**REQUIRED ACTION**
Your task is to write out exactly the lines from the line containing "the metal handrail" through the end of the records, inclusive at both ends.

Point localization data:
--------

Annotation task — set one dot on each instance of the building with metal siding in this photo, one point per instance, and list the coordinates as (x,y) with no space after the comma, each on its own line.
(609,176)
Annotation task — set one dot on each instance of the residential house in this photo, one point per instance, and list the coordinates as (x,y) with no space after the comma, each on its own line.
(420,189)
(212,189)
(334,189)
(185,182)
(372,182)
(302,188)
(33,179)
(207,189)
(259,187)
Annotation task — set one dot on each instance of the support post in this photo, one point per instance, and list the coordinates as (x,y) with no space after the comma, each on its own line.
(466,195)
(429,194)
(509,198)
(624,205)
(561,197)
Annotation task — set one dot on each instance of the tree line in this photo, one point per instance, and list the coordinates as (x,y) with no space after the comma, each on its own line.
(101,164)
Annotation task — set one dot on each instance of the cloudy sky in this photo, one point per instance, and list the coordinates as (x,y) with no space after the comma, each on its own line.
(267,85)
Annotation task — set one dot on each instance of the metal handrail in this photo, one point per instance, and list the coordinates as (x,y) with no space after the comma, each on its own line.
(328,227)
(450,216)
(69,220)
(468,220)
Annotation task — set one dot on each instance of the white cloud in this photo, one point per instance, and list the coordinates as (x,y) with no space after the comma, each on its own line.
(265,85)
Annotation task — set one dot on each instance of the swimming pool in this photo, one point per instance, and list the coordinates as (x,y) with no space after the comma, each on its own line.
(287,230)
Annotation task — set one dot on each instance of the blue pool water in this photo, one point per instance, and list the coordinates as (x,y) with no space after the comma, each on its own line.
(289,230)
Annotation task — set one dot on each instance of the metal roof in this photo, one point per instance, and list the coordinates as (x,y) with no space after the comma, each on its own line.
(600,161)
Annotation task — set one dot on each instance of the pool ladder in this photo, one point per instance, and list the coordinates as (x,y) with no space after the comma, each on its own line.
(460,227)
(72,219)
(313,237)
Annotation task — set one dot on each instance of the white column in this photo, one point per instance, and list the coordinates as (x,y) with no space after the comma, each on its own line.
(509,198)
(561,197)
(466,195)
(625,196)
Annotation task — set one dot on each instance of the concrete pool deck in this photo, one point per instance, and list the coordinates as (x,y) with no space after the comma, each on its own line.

--------

**THE COMPLETED TASK**
Annotation task — set one dot on each instance of the metal handrail in this photo, one point per instance, and list the coordinates as (x,y) with no space after the comma, each on its own line.
(328,227)
(450,216)
(69,220)
(468,220)
Annotation task — set one dot on each instance of the white cloud in this photo, one point per instance, and list the coordinates as (x,y) with no space after the comma, each on its own line.
(265,85)
Annotation task — set one dot on each instance of the swimming pool in this photo, one point per instance, and list the coordinates as (x,y) with no space after the comma, each on its own line.
(287,230)
Annotation task — set one dot on each instance of the blue pool water in this photo, one point per instance, and list the coordinates as (x,y) with no space after the comma, each on its own line.
(289,230)
Annotation task — set one dot on each instance of the metal roof in this photo, one point per instance, and list the coordinates as (x,y) with no space after the comma, each on its own line.
(600,161)
Annotation task — set one dot on each instance of the pool ladder in this photo, one point per instance, and list the coordinates as (x,y) with no space after the comma, each on its own line.
(460,227)
(72,219)
(313,237)
Annotation task — set one dot on each instance of the white column in this photo, one point per instance, and list the coordinates as (x,y) with no space after the comma, each on its own line.
(509,198)
(561,197)
(466,195)
(625,196)
Annotation task — set one dot on each instance of the concrete pool deck in this photo, one point per instance, and list the coordinates as (x,y) with no space after the comma, each on its own line.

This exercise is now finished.